YOUR OBJECTIVE
The records underneath are to be repeated exactly, with the pictures left out.

___ EXCERPTED RECORDS ___

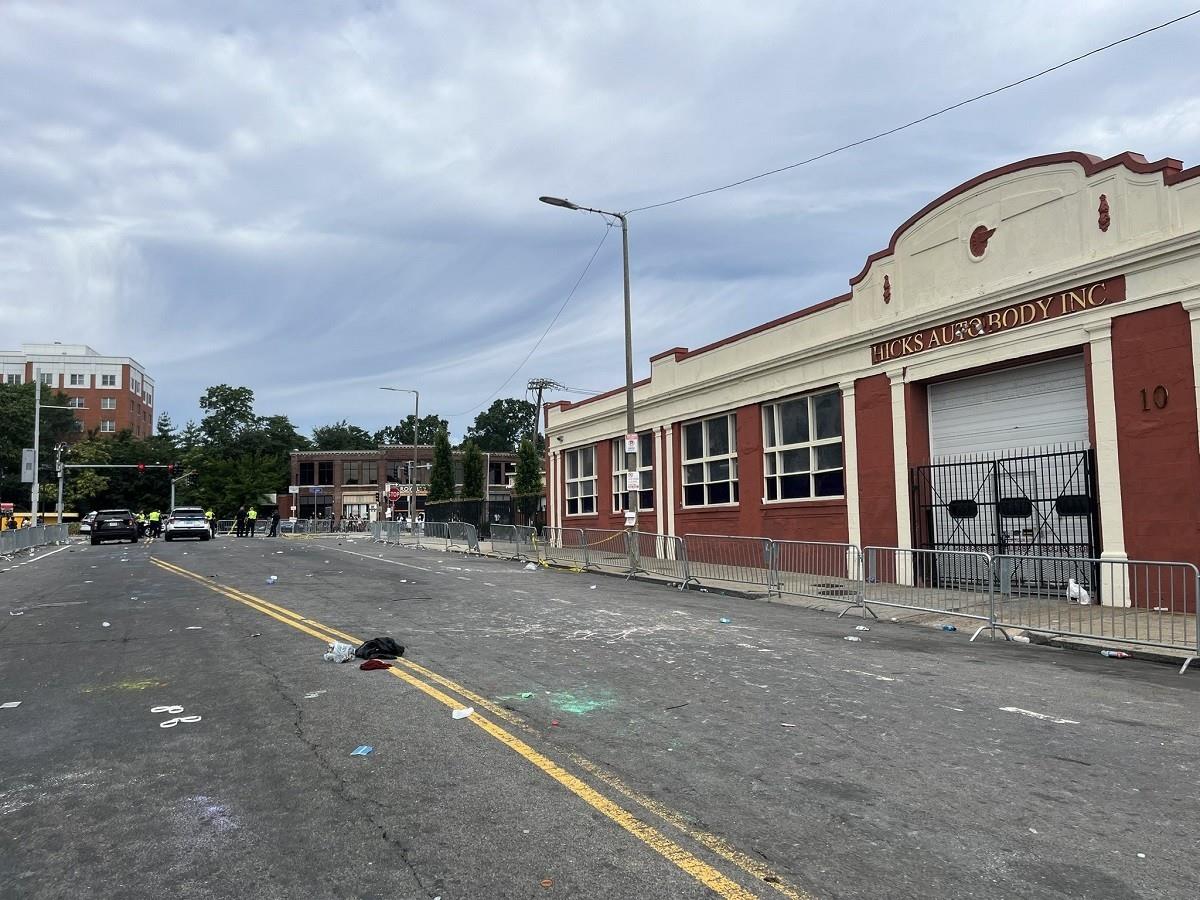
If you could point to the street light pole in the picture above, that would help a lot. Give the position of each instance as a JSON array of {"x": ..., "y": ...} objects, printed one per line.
[
  {"x": 630, "y": 457},
  {"x": 417, "y": 421}
]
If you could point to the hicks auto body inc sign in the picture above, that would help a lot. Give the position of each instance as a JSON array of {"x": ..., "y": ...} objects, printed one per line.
[{"x": 1029, "y": 312}]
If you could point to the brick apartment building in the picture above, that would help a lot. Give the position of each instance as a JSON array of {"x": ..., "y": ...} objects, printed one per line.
[
  {"x": 112, "y": 393},
  {"x": 352, "y": 483}
]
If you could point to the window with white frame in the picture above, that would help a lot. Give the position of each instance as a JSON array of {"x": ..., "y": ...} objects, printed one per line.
[
  {"x": 802, "y": 448},
  {"x": 711, "y": 461},
  {"x": 645, "y": 473},
  {"x": 581, "y": 481}
]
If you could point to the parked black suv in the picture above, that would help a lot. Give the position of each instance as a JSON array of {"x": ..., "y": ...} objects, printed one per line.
[{"x": 114, "y": 525}]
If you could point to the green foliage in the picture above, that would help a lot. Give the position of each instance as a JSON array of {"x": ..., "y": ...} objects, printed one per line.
[
  {"x": 442, "y": 474},
  {"x": 426, "y": 431},
  {"x": 17, "y": 432},
  {"x": 502, "y": 426},
  {"x": 473, "y": 477},
  {"x": 342, "y": 436}
]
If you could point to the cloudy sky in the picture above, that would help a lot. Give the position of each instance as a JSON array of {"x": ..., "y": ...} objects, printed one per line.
[{"x": 316, "y": 197}]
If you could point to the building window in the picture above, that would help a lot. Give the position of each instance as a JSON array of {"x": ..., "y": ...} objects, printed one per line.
[
  {"x": 645, "y": 471},
  {"x": 711, "y": 461},
  {"x": 802, "y": 448},
  {"x": 581, "y": 481}
]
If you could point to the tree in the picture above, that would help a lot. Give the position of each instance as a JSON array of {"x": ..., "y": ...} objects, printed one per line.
[
  {"x": 426, "y": 432},
  {"x": 502, "y": 426},
  {"x": 442, "y": 474},
  {"x": 527, "y": 483},
  {"x": 342, "y": 436},
  {"x": 17, "y": 433},
  {"x": 473, "y": 481},
  {"x": 229, "y": 412}
]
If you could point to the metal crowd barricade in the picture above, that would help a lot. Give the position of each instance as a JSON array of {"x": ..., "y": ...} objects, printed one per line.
[
  {"x": 1128, "y": 600},
  {"x": 607, "y": 549},
  {"x": 949, "y": 581},
  {"x": 738, "y": 561},
  {"x": 567, "y": 546},
  {"x": 821, "y": 570},
  {"x": 663, "y": 555},
  {"x": 462, "y": 534}
]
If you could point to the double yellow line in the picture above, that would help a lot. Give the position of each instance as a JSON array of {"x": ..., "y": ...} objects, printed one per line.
[{"x": 425, "y": 679}]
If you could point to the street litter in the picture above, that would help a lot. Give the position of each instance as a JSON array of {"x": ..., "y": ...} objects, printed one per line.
[
  {"x": 339, "y": 652},
  {"x": 379, "y": 648}
]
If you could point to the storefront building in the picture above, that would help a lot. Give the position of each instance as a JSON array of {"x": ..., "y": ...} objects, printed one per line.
[{"x": 1015, "y": 371}]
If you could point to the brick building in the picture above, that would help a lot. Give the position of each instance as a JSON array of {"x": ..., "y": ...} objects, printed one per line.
[
  {"x": 352, "y": 483},
  {"x": 1018, "y": 371},
  {"x": 113, "y": 393}
]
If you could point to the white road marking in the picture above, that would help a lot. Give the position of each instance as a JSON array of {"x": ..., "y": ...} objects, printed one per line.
[{"x": 1038, "y": 715}]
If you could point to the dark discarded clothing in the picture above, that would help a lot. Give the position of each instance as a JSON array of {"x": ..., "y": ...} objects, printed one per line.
[{"x": 379, "y": 648}]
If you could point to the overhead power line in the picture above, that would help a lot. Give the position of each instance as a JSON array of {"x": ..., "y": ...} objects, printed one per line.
[
  {"x": 538, "y": 343},
  {"x": 922, "y": 119}
]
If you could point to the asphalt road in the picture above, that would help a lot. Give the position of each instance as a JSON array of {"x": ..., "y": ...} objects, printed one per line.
[{"x": 624, "y": 744}]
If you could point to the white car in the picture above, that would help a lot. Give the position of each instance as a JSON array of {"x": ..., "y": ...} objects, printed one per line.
[{"x": 186, "y": 522}]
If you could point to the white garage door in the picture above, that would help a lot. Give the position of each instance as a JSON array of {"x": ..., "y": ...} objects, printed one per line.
[{"x": 1012, "y": 409}]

___

EXERCISE ANSWER
If you could point to the street light pole in the picture above, that would help a lot. Give the position of each instance as a JSON array of {"x": ..., "y": ...} objects, printed one per line.
[
  {"x": 630, "y": 457},
  {"x": 417, "y": 421}
]
If you could point to the hicks auto body inc sign in the picture above, that would help a lot. Give the position of each instance as a JSON array of {"x": ..., "y": ...} objects, printed one per line.
[{"x": 1029, "y": 312}]
If you could point to the brick apartment building in the picture above, that would help a lot. Give the position of each instance as a JSON array of {"x": ..., "y": ...} objects, printed one per line.
[
  {"x": 112, "y": 393},
  {"x": 352, "y": 483}
]
If you could point to the window with white frame in the picture above, that would help a lot. Give the position of each instance as a JSON array of {"x": ..., "y": ...} objects, printed one per line.
[
  {"x": 802, "y": 448},
  {"x": 711, "y": 461},
  {"x": 645, "y": 473},
  {"x": 581, "y": 481}
]
If you could point to the parked black suv in the picture above, that would help a lot. Give the position of each instance as a JSON array of {"x": ..., "y": ...} objects, printed one per line.
[{"x": 114, "y": 525}]
If you could point to the green foliage in the picture above, that would help a lot. Give the position of each instance as a JSON array of {"x": ..., "y": ...} objects, printed one per line.
[
  {"x": 442, "y": 474},
  {"x": 426, "y": 431},
  {"x": 17, "y": 432},
  {"x": 502, "y": 426},
  {"x": 473, "y": 477},
  {"x": 342, "y": 436}
]
If you could point to the cloudy sky in the picture above, that would help a lot. Give the position of each instance as a JSON array of {"x": ..., "y": ...} objects, printed one per line.
[{"x": 316, "y": 197}]
If you could point to the building window in the picture above, that would help a lot. Give the position of each instance as a JSON array of {"x": ..., "y": ...} objects, printed one per line.
[
  {"x": 645, "y": 471},
  {"x": 711, "y": 461},
  {"x": 802, "y": 448},
  {"x": 581, "y": 481}
]
If you could point to the tree in the picture above, that would help a lot. Give the position of each instance as a JSON array of {"x": ..., "y": ...} objects, printed one per line.
[
  {"x": 426, "y": 432},
  {"x": 502, "y": 426},
  {"x": 442, "y": 474},
  {"x": 527, "y": 483},
  {"x": 342, "y": 436},
  {"x": 17, "y": 433},
  {"x": 473, "y": 481},
  {"x": 229, "y": 412}
]
If you could point to the metal crowd barricade in the picture above, that would help a lot. Give the position of each instance as a JSON array of {"x": ..., "y": ...} objects, printed one per line.
[
  {"x": 1128, "y": 600},
  {"x": 607, "y": 549},
  {"x": 949, "y": 581},
  {"x": 738, "y": 561},
  {"x": 567, "y": 546},
  {"x": 821, "y": 570},
  {"x": 663, "y": 555},
  {"x": 462, "y": 534}
]
If you could point to the double yellow line in the picture above, that would help a lot. Give the position of each instance as a JSON array of {"x": ..., "y": ...} objects, printed one per line.
[{"x": 425, "y": 679}]
If you could point to the street litter in the picture above, that would help a lot. Give the position of each instance as a JSON array of {"x": ..., "y": ...} objects, printed one per line.
[
  {"x": 339, "y": 652},
  {"x": 379, "y": 648}
]
If you could point to the storefront building in the picture above, that would help a lot. Give the position of each instance as a JSON array of {"x": ..., "y": ...} objects, printed one per line.
[{"x": 1015, "y": 371}]
If you could point to the brick building in the picture above, that would help a lot. Give the position of each instance as a JSON array of {"x": ..., "y": ...} objects, printed one per line.
[
  {"x": 352, "y": 483},
  {"x": 1018, "y": 371},
  {"x": 113, "y": 393}
]
If you could point to the white road marking in the picture above, that would help a lot. Give the position of each instance as a JSON array of {"x": ..., "y": ...} objects, printed one per line.
[{"x": 1038, "y": 715}]
If you could point to the dark discarded clothing in the picture above, that would help a lot. Give the position of each instance as a JSON array of {"x": ..., "y": ...} objects, printed one per line.
[{"x": 379, "y": 648}]
If you could point to the overhead power line in the picture above, that would help a lot. Give the position of each instance as a JSON array of {"x": ..., "y": ...} objects, printed one per line.
[
  {"x": 538, "y": 343},
  {"x": 922, "y": 119}
]
If you could point to the asphalt road in the picture above, that would help a lot. Give the position of each instance as a JSON array of {"x": ..., "y": ...} objects, printed one per line.
[{"x": 624, "y": 744}]
If you could point to the white car in the picture above, that would help a lot. Give the position of each instance as a JSON array of {"x": ..., "y": ...} objects, printed one per line.
[{"x": 186, "y": 522}]
If you could point to the white garage door in the picture above, that would help a lot. Give the position of each instance as a JSON array of {"x": ..., "y": ...} objects, printed one per line.
[{"x": 1012, "y": 409}]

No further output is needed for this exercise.